— SET TASK —
Rewrite the part of the records that opens with the line containing "Spot the tunnel" and runs through the end of the records, both ends included, keeping every request line as it stands. In the answers, multiply each point coordinate by 2.1 and round it to a whole number, rounding halves up.

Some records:

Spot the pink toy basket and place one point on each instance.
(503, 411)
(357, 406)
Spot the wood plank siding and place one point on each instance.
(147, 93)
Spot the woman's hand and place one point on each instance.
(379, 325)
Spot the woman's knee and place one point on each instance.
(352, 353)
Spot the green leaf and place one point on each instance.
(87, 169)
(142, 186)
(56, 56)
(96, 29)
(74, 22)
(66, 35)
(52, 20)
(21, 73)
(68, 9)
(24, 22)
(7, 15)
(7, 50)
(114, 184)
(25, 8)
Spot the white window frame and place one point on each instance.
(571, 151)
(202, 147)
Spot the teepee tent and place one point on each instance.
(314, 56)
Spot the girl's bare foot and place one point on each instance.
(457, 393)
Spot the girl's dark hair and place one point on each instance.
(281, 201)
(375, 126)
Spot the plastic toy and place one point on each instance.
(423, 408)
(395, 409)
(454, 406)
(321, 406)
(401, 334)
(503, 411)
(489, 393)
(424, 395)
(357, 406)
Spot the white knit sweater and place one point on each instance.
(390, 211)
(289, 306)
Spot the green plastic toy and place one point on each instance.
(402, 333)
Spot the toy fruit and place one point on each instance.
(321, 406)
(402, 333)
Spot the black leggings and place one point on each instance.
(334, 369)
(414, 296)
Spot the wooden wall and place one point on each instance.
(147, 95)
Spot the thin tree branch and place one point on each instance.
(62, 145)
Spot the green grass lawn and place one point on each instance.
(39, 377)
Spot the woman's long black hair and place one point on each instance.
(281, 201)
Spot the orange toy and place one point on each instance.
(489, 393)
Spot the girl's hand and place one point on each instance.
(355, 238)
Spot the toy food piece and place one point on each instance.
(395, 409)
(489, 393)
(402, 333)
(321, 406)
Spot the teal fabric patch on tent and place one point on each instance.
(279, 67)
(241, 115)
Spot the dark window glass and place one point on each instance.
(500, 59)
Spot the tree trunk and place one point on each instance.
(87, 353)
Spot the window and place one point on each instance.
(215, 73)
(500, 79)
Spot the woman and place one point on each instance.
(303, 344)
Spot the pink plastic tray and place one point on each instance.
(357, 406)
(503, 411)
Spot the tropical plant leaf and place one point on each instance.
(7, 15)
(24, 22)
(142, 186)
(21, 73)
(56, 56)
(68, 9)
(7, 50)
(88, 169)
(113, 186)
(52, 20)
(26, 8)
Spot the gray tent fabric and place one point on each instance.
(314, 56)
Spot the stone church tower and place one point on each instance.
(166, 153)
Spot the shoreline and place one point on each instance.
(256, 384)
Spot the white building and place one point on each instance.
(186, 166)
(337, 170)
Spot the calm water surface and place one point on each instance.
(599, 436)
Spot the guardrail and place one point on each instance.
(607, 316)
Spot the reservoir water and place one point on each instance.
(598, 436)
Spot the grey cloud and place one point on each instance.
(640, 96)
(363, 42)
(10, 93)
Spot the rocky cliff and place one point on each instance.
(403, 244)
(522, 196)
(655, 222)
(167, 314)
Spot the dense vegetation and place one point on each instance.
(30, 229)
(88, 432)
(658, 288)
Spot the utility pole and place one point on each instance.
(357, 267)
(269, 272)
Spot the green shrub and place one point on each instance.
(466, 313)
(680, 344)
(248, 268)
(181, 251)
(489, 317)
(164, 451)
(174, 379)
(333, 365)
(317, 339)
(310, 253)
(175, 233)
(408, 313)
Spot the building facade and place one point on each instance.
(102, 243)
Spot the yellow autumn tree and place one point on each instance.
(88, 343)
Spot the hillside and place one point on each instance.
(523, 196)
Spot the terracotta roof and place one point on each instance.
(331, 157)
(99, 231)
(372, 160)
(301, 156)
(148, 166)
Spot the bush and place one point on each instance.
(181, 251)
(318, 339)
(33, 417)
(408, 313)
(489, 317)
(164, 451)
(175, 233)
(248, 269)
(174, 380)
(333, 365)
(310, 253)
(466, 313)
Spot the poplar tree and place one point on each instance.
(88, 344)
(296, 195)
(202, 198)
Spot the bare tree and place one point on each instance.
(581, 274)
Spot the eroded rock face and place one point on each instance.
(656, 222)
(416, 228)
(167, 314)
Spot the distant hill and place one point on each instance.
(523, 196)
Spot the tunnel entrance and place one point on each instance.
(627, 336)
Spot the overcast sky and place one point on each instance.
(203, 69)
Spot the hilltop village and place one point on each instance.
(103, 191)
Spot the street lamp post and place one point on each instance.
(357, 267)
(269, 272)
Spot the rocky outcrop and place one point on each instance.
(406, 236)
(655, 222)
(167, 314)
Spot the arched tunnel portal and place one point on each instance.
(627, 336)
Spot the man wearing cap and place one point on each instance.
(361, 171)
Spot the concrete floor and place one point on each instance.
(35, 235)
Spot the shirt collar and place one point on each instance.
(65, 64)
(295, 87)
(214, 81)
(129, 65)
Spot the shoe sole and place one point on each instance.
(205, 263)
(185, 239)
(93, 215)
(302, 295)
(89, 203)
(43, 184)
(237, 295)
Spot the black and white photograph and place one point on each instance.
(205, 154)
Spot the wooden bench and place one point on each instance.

— EXERCISE SOLUTION —
Spot the tunnel entrance and place one point on each instance.
(1317, 706)
Spot the overcast sky and place one point on each instance.
(426, 145)
Spot the hilltop village and place one point on each instance.
(216, 401)
Spot the street lamp post and place one point on each instance.
(750, 561)
(565, 571)
Spot the rocky outcrop and place one point on each instance.
(853, 496)
(1376, 466)
(351, 659)
Spot the arched tunnel portal and place one point on each instance.
(1317, 706)
Spot the man wearing cap and place one point on each instance.
(758, 359)
Spot the concrete floor and place one point on each instance.
(74, 494)
Spot the shirt collar and place one point on each instance.
(137, 134)
(620, 183)
(449, 170)
(271, 137)
Spot the shoe sole and place one point on each instance.
(431, 552)
(389, 502)
(195, 452)
(634, 620)
(187, 426)
(90, 386)
(498, 620)
Spot the black and white photograph and place one point on each instance.
(431, 323)
Spot the wooden bench and place one point on each instance.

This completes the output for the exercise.